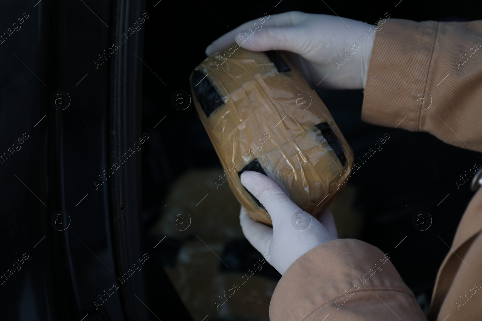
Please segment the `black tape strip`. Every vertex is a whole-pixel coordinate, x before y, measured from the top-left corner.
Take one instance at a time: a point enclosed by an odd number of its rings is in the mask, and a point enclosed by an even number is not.
[[[238,175],[239,176],[240,178],[241,178],[241,174],[245,172],[247,170],[252,170],[254,172],[257,172],[258,173],[261,173],[264,175],[266,175],[266,172],[265,172],[265,170],[263,169],[261,167],[261,164],[259,164],[259,162],[258,161],[257,158],[255,158],[254,160],[252,161],[249,164],[243,167],[243,169],[238,172]],[[268,175],[266,175],[268,176]],[[253,197],[253,199],[254,200],[256,204],[258,205],[261,208],[265,208],[264,206],[263,206],[263,204],[260,203],[258,199],[254,197],[254,195],[250,193],[246,187],[244,188],[246,191],[248,192],[248,193],[251,195]],[[265,208],[266,209],[266,208]]]
[[[209,117],[216,108],[224,104],[214,85],[199,69],[195,69],[192,72],[191,83],[196,98],[207,116]]]
[[[286,71],[291,71],[286,62],[281,57],[280,54],[275,50],[270,50],[265,51],[265,53],[268,56],[271,62],[274,64],[275,67],[278,69],[278,72],[284,73]]]
[[[338,137],[333,132],[333,130],[330,128],[328,123],[326,122],[320,123],[315,125],[315,126],[321,132],[321,135],[328,142],[328,145],[336,154],[336,156],[341,163],[341,165],[344,167],[347,164],[347,157],[343,153],[343,146],[338,140]]]

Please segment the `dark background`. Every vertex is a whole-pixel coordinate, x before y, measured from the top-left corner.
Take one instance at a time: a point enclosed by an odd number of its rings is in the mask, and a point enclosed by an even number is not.
[[[441,0],[403,0],[395,8],[398,1],[325,1],[325,4],[282,0],[275,8],[277,2],[210,0],[205,1],[205,4],[200,1],[187,4],[162,1],[156,7],[156,13],[147,26],[144,61],[165,85],[145,68],[142,126],[151,133],[156,143],[147,146],[143,154],[143,177],[151,188],[156,186],[153,191],[161,199],[170,183],[188,169],[220,166],[193,106],[184,111],[176,110],[170,99],[176,90],[189,92],[189,76],[205,58],[205,48],[232,29],[267,12],[272,15],[296,10],[334,14],[330,8],[340,17],[374,24],[387,12],[390,19],[417,21],[461,21],[461,18],[469,21],[481,18],[480,13],[473,10],[475,2],[461,6],[454,1],[446,1],[446,4]],[[147,1],[147,8],[157,2]],[[350,179],[350,182],[357,187],[355,207],[366,219],[360,239],[391,256],[391,261],[426,310],[438,267],[450,251],[441,239],[451,244],[458,223],[473,195],[468,183],[457,190],[455,180],[474,163],[482,162],[478,158],[481,154],[449,145],[428,133],[362,122],[361,90],[317,90],[317,92],[353,149],[356,161],[357,156],[367,152],[385,133],[391,136],[383,149],[366,164],[359,162],[361,168]],[[389,100],[387,104],[389,105]],[[165,116],[161,124],[153,129]],[[179,148],[186,144],[189,149]],[[159,215],[161,202],[146,189],[143,194],[145,223],[149,226]],[[419,210],[428,212],[433,219],[431,226],[425,231],[417,231],[412,224],[413,215]]]

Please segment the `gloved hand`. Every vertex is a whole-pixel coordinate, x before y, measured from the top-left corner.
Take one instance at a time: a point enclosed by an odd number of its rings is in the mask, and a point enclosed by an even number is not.
[[[273,228],[254,221],[242,206],[241,228],[246,238],[281,275],[293,262],[311,249],[338,238],[329,209],[318,219],[294,203],[272,180],[247,171],[241,183],[269,213]]]
[[[206,54],[223,51],[235,40],[241,47],[255,51],[288,51],[291,52],[287,53],[288,58],[312,87],[329,74],[319,87],[364,88],[375,30],[382,27],[380,21],[375,27],[347,18],[299,11],[260,19],[222,36],[208,46]],[[382,20],[382,24],[385,19]],[[355,43],[358,48],[354,46]]]

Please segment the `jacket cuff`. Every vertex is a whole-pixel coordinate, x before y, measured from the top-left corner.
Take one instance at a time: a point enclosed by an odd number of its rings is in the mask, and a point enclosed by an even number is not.
[[[391,19],[383,26],[370,56],[362,119],[417,131],[421,110],[431,103],[425,96],[437,23]]]
[[[270,304],[270,320],[303,320],[323,305],[339,308],[359,291],[396,291],[414,297],[390,256],[362,241],[335,240],[301,256],[285,272]]]

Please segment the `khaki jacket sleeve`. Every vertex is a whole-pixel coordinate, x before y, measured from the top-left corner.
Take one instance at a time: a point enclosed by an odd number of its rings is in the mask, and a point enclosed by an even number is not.
[[[389,19],[382,26],[362,119],[482,151],[482,21]]]
[[[389,259],[389,254],[358,240],[319,245],[280,280],[270,320],[426,321]]]

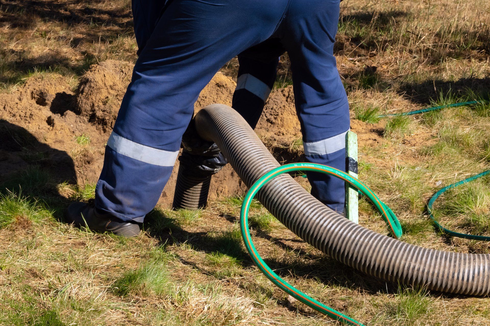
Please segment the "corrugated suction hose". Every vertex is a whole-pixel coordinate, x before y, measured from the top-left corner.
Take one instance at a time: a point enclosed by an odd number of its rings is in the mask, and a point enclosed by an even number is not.
[[[279,166],[246,122],[229,107],[209,106],[195,119],[200,136],[216,142],[247,187]],[[257,197],[307,242],[367,274],[453,293],[490,292],[490,255],[426,249],[377,233],[333,212],[286,174],[271,180]]]

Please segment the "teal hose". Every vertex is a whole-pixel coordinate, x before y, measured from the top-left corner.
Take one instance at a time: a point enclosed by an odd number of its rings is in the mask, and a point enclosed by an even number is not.
[[[432,107],[419,110],[415,110],[409,112],[393,113],[391,114],[384,114],[378,116],[379,118],[384,118],[387,117],[394,117],[405,115],[412,115],[419,113],[423,113],[427,112],[435,111],[447,108],[455,108],[462,107],[465,105],[471,105],[479,103],[486,103],[486,101],[473,101],[471,102],[461,102],[454,103],[447,105],[440,106],[438,107]],[[272,283],[275,284],[282,290],[292,296],[293,298],[298,300],[300,302],[306,304],[315,310],[326,315],[336,320],[343,323],[349,325],[356,325],[357,326],[363,326],[360,322],[351,318],[350,317],[336,310],[327,305],[322,304],[317,300],[311,298],[307,294],[298,290],[293,286],[281,278],[279,275],[274,272],[272,269],[266,263],[260,255],[257,252],[255,246],[251,239],[251,237],[248,229],[248,212],[250,209],[250,206],[252,202],[252,199],[257,194],[259,190],[264,186],[268,181],[273,178],[280,175],[283,174],[288,173],[293,171],[314,171],[320,172],[321,173],[328,174],[343,180],[354,188],[358,189],[358,191],[362,194],[366,196],[372,203],[376,209],[381,215],[387,225],[388,226],[392,235],[396,239],[399,239],[402,235],[401,226],[396,216],[384,202],[381,201],[377,196],[371,191],[369,188],[362,182],[358,179],[353,177],[343,171],[336,169],[328,167],[321,164],[315,163],[298,163],[286,164],[282,166],[279,167],[270,171],[260,177],[250,187],[247,192],[245,197],[244,199],[243,203],[242,205],[242,209],[240,212],[240,229],[242,232],[242,236],[245,244],[248,254],[252,258],[252,261],[255,265],[259,268],[260,271],[269,279]],[[429,217],[433,223],[441,232],[453,236],[466,239],[471,239],[475,240],[481,240],[490,241],[490,237],[484,237],[482,236],[476,236],[473,235],[468,235],[464,233],[460,233],[451,231],[444,228],[436,220],[432,213],[432,206],[436,199],[441,196],[441,194],[448,190],[457,187],[458,186],[469,182],[473,180],[480,178],[484,175],[490,174],[490,170],[483,172],[481,174],[474,175],[473,176],[467,178],[458,182],[453,183],[447,186],[437,192],[431,198],[427,204],[427,211],[429,214]]]
[[[378,115],[377,117],[378,118],[386,118],[388,117],[396,117],[396,116],[401,116],[404,115],[413,115],[414,114],[418,114],[420,113],[424,113],[427,112],[431,112],[432,111],[436,111],[437,110],[440,110],[443,109],[445,109],[447,108],[458,108],[459,107],[463,107],[465,105],[472,105],[474,104],[479,104],[482,103],[488,103],[488,101],[481,100],[479,101],[471,101],[470,102],[462,102],[458,103],[453,103],[452,104],[448,104],[446,105],[441,105],[438,107],[431,107],[430,108],[427,108],[426,109],[423,109],[420,110],[414,110],[413,111],[409,111],[409,112],[403,112],[397,113],[392,113],[392,114],[382,114],[381,115]],[[456,232],[455,231],[451,231],[448,229],[446,229],[442,225],[441,225],[436,219],[436,218],[434,216],[434,214],[432,212],[432,206],[434,205],[434,202],[436,199],[438,198],[442,194],[445,192],[447,190],[453,188],[458,186],[460,186],[462,184],[467,183],[470,181],[472,181],[473,180],[478,179],[478,178],[481,178],[484,175],[486,175],[487,174],[490,173],[490,170],[482,172],[478,174],[474,175],[472,177],[465,179],[464,180],[462,180],[461,181],[453,183],[452,184],[449,185],[447,187],[441,189],[438,192],[434,194],[432,197],[429,200],[429,202],[427,203],[427,213],[429,214],[429,217],[432,221],[434,225],[439,229],[439,230],[443,233],[453,237],[457,237],[458,238],[462,238],[465,239],[469,239],[471,240],[480,240],[482,241],[490,241],[490,237],[484,237],[483,236],[477,236],[471,234],[466,234],[466,233],[461,233],[460,232]]]
[[[452,104],[447,104],[446,105],[441,105],[438,107],[431,107],[419,110],[414,110],[409,111],[408,112],[402,112],[397,113],[392,113],[391,114],[381,114],[378,115],[378,118],[386,118],[388,117],[399,117],[403,115],[413,115],[414,114],[419,114],[420,113],[425,113],[432,111],[437,111],[447,108],[458,108],[459,107],[464,107],[465,105],[472,105],[474,104],[479,104],[481,103],[487,103],[488,101],[484,100],[471,101],[470,102],[462,102],[459,103],[453,103]]]
[[[429,200],[429,202],[427,203],[427,213],[429,214],[429,217],[430,218],[431,220],[432,221],[432,223],[434,223],[434,225],[439,229],[439,230],[445,234],[449,235],[450,236],[452,236],[453,237],[457,237],[458,238],[462,238],[464,239],[469,239],[470,240],[479,240],[480,241],[490,241],[490,237],[485,237],[484,236],[477,236],[472,234],[466,234],[466,233],[461,233],[460,232],[456,232],[454,231],[451,231],[449,229],[446,229],[442,225],[441,225],[439,222],[436,219],[436,217],[434,217],[434,213],[432,211],[432,206],[434,205],[434,202],[436,201],[439,196],[441,195],[447,191],[449,189],[453,188],[458,187],[458,186],[461,186],[462,184],[465,184],[465,183],[467,183],[470,181],[472,181],[474,180],[476,180],[479,178],[481,178],[482,176],[490,174],[490,170],[487,170],[485,172],[482,172],[480,174],[476,174],[476,175],[473,175],[469,178],[466,178],[464,180],[462,180],[460,181],[458,181],[455,183],[453,183],[449,186],[444,187],[442,189],[441,189],[438,192],[434,194],[430,199]]]
[[[381,214],[392,234],[399,239],[402,235],[401,226],[396,217],[390,208],[381,201],[369,188],[362,182],[343,171],[315,163],[298,163],[286,164],[276,168],[262,176],[250,187],[244,198],[240,213],[240,229],[242,236],[248,254],[257,266],[272,283],[294,299],[299,301],[316,311],[325,314],[339,322],[350,325],[361,326],[363,324],[344,315],[305,294],[289,284],[274,272],[266,263],[255,249],[248,230],[248,211],[252,199],[259,190],[268,181],[284,173],[293,171],[314,171],[333,175],[342,179],[358,189],[369,199]]]

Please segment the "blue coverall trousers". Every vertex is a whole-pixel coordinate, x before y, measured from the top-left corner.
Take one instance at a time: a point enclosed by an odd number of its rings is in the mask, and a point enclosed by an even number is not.
[[[333,56],[338,0],[148,2],[133,3],[139,57],[107,142],[97,208],[143,221],[170,176],[199,92],[239,54],[234,108],[255,127],[287,51],[306,159],[345,170],[348,104]],[[314,196],[343,211],[341,180],[308,177]]]

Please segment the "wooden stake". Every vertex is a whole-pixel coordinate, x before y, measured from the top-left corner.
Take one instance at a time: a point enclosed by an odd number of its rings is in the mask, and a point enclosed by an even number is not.
[[[347,131],[345,134],[345,162],[347,172],[357,178],[357,134]],[[357,189],[345,183],[345,217],[354,223],[359,223],[359,195]]]

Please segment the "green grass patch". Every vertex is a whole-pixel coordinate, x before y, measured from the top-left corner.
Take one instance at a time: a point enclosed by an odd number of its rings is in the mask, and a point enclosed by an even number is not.
[[[386,303],[384,310],[392,318],[393,325],[409,326],[419,325],[432,311],[432,299],[423,288],[400,287],[393,300]]]
[[[202,216],[202,210],[180,209],[167,212],[168,216],[174,218],[181,225],[189,225],[199,219]]]
[[[293,79],[289,76],[279,76],[274,82],[273,89],[284,88],[293,85]]]
[[[75,142],[82,146],[86,146],[90,144],[90,137],[87,135],[82,134],[75,137]]]
[[[65,326],[59,313],[52,309],[40,309],[34,304],[9,303],[10,309],[0,317],[0,324],[8,326]]]
[[[400,220],[401,229],[404,235],[420,236],[426,232],[432,232],[434,229],[430,221],[426,220],[412,219],[411,220]]]
[[[72,197],[76,200],[87,201],[89,199],[95,198],[95,184],[88,183],[83,187],[77,186],[75,192],[72,196]]]
[[[0,194],[0,228],[13,224],[25,227],[52,217],[52,212],[38,201],[13,193]]]
[[[212,266],[211,273],[218,279],[233,277],[239,273],[240,261],[221,252],[206,254],[205,258]]]
[[[33,196],[45,196],[56,192],[56,183],[53,176],[37,165],[29,166],[25,170],[16,173],[1,186],[14,193],[22,193]]]
[[[409,116],[393,117],[386,122],[383,131],[385,137],[396,138],[403,137],[410,130],[412,119]]]
[[[270,213],[264,212],[250,215],[248,217],[248,225],[263,231],[270,231],[277,220]]]
[[[489,234],[490,188],[484,181],[477,180],[449,189],[438,199],[434,214],[438,219],[452,217],[449,224],[467,228],[473,233]]]
[[[150,261],[134,270],[125,272],[112,285],[115,294],[147,296],[168,294],[172,284],[170,273],[161,261]]]
[[[237,224],[227,230],[211,235],[212,248],[222,254],[238,260],[242,260],[247,254],[244,250],[242,233]]]
[[[367,123],[376,123],[380,119],[380,118],[378,117],[380,111],[379,108],[376,107],[364,108],[356,106],[354,109],[354,116],[355,119]]]

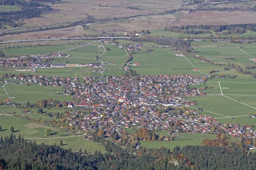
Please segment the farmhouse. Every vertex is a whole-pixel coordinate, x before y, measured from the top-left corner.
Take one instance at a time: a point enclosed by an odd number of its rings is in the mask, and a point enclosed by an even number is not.
[[[54,64],[52,64],[51,65],[51,67],[52,68],[62,68],[62,67],[64,67],[65,66],[65,65],[64,64],[58,64],[58,63],[54,63]]]
[[[139,62],[136,62],[134,64],[134,65],[135,66],[139,66],[140,65],[140,64]]]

***

## The task
Restate word for word the lines from the one holding "Please segment the farmhouse." to the end of the listing, both ends included, and nothing more.

## Task solution
Please segment the farmhouse. Every vertex is a whole-pixel coordinate, x before y, measured from the top-left corner.
Take one instance at a time: a point enclosed by an odd number of its rings is in the mask, and a point enclosed by an even number is not.
[[[54,64],[52,64],[51,65],[51,67],[52,68],[62,68],[62,67],[64,67],[65,66],[65,65],[64,64],[58,64],[58,63],[54,63]]]
[[[139,62],[136,62],[134,64],[134,65],[135,66],[139,66],[140,65],[140,64]]]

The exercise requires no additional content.